Start of DATA UNDER STUDY

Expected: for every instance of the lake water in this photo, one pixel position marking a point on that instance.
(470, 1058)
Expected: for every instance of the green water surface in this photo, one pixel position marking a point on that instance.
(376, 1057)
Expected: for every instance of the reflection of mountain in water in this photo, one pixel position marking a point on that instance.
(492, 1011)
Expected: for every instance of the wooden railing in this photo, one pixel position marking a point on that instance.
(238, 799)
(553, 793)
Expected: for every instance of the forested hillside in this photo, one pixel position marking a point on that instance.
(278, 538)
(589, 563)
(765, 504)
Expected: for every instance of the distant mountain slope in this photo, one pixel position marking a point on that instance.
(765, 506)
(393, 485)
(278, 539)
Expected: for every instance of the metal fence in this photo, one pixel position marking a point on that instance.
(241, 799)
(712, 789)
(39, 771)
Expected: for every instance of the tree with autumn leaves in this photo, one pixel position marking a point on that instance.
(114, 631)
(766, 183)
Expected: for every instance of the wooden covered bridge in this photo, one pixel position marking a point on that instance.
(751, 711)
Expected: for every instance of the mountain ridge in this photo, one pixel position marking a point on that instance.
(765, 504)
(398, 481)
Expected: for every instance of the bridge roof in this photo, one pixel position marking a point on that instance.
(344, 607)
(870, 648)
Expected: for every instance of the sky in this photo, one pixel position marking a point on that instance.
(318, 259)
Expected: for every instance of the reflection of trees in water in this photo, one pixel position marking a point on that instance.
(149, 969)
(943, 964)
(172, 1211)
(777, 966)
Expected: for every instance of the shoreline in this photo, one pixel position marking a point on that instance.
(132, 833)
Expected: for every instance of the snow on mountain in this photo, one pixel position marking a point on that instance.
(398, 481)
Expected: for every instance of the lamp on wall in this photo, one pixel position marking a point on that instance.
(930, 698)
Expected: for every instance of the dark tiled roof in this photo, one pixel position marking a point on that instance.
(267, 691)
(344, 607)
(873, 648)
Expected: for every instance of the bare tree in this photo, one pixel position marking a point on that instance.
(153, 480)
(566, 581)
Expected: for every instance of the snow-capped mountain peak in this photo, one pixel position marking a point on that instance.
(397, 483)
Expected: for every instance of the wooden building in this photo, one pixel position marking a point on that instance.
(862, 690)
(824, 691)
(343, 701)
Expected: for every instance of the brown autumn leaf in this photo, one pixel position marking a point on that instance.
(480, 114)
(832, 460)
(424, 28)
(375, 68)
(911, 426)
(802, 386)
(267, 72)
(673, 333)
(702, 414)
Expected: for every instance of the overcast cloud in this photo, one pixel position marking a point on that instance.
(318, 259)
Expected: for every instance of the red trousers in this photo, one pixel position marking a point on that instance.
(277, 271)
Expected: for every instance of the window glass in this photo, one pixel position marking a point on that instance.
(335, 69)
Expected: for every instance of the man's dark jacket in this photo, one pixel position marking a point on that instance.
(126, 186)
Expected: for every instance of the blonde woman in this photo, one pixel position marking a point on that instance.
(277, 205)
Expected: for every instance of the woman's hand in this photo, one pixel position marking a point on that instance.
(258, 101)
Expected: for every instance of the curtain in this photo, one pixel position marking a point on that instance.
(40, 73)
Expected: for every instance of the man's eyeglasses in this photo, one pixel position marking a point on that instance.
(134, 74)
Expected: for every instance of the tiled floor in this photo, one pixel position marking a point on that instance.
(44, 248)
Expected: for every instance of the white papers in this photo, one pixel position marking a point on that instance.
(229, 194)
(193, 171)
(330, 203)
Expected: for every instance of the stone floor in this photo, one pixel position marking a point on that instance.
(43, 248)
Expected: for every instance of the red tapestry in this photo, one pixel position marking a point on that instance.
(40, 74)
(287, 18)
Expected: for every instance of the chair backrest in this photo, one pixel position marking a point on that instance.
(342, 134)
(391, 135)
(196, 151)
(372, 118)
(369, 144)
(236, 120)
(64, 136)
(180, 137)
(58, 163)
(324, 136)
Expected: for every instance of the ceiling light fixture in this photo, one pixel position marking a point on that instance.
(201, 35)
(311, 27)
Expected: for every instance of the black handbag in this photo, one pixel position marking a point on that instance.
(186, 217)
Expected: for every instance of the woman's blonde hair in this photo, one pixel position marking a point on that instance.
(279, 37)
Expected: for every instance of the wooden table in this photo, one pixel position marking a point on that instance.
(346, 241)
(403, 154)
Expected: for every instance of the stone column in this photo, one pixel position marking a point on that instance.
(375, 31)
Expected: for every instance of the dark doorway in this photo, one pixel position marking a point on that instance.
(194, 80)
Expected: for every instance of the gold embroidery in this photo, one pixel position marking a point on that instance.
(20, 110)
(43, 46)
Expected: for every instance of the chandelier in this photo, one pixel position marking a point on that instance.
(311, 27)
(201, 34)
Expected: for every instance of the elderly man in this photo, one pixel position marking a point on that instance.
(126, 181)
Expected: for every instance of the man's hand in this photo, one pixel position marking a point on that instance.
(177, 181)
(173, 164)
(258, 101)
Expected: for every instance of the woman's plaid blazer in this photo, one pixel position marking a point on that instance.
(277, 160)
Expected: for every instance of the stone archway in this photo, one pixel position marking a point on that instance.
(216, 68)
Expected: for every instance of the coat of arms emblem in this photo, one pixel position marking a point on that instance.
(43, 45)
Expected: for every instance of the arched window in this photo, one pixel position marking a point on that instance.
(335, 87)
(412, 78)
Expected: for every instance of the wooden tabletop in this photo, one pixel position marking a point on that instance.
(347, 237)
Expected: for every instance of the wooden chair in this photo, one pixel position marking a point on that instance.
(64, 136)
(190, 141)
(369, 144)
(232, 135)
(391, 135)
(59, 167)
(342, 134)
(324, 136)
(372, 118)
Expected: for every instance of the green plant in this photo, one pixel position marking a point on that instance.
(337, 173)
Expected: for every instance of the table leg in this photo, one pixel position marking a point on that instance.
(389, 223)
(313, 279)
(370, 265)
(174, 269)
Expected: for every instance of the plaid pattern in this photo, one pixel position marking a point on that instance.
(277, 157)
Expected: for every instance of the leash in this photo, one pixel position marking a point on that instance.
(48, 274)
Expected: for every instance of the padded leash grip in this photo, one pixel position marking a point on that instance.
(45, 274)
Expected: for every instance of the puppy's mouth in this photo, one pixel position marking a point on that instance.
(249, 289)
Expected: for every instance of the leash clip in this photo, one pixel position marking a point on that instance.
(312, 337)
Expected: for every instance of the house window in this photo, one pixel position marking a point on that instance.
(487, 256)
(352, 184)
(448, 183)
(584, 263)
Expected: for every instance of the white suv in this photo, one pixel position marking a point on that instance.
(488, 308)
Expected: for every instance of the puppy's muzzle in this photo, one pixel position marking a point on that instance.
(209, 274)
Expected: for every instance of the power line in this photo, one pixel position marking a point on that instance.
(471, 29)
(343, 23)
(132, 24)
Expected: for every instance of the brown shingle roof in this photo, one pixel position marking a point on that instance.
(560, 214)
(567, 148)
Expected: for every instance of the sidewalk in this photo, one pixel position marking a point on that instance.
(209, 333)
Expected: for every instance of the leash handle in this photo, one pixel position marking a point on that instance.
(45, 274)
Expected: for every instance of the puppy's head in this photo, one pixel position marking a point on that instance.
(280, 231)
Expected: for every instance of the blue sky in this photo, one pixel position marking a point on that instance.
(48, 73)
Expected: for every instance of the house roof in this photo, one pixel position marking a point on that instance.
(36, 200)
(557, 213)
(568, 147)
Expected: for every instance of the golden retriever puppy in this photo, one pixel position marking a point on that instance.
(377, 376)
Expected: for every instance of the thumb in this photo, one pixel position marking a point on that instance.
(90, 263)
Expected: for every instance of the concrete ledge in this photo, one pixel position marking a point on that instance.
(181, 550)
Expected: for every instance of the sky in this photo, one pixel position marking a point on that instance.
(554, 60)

End of DATA UNDER STUDY
Start of DATA UNDER STUDY

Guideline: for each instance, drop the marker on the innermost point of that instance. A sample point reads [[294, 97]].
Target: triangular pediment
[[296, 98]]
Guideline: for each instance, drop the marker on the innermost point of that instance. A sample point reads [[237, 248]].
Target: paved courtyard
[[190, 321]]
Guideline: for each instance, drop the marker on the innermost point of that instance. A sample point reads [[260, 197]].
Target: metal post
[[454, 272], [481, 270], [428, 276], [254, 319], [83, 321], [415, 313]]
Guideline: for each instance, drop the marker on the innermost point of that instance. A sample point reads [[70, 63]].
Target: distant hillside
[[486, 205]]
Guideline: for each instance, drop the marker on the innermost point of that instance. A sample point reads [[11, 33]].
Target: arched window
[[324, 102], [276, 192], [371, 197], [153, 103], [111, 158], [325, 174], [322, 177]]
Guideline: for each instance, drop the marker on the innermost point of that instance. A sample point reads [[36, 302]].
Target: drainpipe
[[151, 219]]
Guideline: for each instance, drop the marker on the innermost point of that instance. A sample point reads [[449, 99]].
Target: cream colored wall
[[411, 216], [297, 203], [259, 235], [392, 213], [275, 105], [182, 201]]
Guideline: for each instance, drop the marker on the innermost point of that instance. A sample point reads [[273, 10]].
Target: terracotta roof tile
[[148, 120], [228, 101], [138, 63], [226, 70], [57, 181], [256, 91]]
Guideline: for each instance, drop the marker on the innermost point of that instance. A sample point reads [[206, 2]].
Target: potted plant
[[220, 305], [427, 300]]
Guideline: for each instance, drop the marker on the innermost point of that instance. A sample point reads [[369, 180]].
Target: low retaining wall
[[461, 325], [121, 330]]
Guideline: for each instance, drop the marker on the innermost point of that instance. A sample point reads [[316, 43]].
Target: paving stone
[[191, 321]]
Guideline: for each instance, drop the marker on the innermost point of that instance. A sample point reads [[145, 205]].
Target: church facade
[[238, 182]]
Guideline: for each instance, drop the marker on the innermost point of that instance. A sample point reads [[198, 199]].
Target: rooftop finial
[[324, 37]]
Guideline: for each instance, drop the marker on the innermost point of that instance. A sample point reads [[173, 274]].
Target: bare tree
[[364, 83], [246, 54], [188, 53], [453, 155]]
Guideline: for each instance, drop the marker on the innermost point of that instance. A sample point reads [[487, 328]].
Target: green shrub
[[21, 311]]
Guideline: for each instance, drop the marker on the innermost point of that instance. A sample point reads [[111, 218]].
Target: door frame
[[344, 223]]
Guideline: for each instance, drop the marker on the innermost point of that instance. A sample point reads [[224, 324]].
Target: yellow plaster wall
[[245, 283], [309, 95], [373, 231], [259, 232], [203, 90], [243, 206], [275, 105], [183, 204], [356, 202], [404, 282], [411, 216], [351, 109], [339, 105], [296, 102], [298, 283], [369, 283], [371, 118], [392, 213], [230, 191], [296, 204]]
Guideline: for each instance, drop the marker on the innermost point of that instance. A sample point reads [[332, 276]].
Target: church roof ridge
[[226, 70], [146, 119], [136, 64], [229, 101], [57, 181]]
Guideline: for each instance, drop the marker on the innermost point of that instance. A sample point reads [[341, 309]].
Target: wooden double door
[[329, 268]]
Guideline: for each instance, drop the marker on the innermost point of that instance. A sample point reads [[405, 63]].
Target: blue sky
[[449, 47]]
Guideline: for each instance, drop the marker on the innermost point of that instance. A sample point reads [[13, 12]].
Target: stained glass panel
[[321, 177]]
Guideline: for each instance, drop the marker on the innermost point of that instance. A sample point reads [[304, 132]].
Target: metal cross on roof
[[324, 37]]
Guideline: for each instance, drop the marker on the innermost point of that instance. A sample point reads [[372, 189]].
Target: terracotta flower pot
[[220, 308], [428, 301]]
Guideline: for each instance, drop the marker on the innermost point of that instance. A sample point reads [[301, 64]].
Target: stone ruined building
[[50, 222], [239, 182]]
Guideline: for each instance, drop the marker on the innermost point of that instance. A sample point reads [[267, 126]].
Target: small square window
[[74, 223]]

End of DATA UNDER STUDY
Start of DATA UNDER STUDY

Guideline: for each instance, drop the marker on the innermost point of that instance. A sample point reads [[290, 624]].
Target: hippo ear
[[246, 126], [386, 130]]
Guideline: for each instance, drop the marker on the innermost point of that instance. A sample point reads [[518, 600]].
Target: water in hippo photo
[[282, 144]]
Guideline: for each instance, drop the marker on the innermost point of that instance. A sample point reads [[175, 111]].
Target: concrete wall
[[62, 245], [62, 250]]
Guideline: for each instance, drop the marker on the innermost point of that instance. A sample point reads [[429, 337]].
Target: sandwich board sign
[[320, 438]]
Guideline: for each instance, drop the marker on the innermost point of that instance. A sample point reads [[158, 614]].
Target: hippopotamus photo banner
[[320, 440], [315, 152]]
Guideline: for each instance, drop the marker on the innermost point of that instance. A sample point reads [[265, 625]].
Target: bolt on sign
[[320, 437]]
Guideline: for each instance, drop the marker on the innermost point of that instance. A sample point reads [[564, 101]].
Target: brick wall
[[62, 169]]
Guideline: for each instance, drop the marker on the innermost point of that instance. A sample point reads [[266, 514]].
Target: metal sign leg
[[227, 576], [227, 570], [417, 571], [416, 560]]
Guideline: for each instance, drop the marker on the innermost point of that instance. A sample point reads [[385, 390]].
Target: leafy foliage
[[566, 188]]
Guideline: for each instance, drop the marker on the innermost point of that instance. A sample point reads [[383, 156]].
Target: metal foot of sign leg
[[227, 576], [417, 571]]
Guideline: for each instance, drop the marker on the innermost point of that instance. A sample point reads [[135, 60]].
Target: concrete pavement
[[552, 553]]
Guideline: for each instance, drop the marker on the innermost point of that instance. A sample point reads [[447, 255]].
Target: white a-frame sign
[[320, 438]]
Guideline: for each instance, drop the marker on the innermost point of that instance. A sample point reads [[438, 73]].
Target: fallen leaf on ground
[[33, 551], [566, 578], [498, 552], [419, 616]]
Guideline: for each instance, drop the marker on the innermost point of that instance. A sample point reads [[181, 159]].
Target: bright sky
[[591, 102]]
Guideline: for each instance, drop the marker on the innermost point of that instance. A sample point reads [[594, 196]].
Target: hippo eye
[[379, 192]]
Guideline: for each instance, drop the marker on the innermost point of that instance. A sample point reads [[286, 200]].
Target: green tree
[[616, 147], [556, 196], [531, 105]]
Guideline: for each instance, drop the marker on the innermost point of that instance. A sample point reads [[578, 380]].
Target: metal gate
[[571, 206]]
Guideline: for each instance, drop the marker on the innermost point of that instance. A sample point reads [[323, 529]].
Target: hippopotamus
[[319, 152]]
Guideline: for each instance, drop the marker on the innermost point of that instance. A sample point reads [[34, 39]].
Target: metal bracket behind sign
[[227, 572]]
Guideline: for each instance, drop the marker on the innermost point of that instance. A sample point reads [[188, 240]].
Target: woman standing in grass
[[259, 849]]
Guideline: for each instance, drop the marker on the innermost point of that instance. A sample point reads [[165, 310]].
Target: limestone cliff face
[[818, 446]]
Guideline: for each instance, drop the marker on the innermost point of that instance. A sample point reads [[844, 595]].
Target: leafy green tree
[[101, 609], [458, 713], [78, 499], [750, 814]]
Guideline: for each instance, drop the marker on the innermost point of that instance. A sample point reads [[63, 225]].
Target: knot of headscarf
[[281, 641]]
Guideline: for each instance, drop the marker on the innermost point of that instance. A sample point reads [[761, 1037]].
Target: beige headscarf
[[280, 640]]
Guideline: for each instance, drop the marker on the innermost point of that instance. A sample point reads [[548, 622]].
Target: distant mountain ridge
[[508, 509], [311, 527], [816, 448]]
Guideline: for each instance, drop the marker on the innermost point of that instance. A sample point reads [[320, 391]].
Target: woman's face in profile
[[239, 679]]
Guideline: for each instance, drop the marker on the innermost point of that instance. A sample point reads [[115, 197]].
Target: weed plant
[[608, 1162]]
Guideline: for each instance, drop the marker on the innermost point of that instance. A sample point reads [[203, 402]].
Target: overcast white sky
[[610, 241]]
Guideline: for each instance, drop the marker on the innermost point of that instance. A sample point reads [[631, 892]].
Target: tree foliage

End of DATA UNDER STUDY

(YOUR OBJECTIVE): Since only part of the listing is wanted, copy exactly the lines from the one holding "Target: drainpipe" to the one holding "reads [[273, 10]].", both included.

(ANSWER SECTION):
Target: drainpipe
[[151, 219]]
Guideline: for each instance, drop the marker on the innermost point of that instance. A sample point reads [[449, 99]].
Target: cream colored wall
[[411, 216], [297, 203], [259, 235], [392, 213], [275, 105], [182, 201]]
Guideline: for each instance, drop the marker on the innermost point of that instance. A sample point reads [[273, 10]].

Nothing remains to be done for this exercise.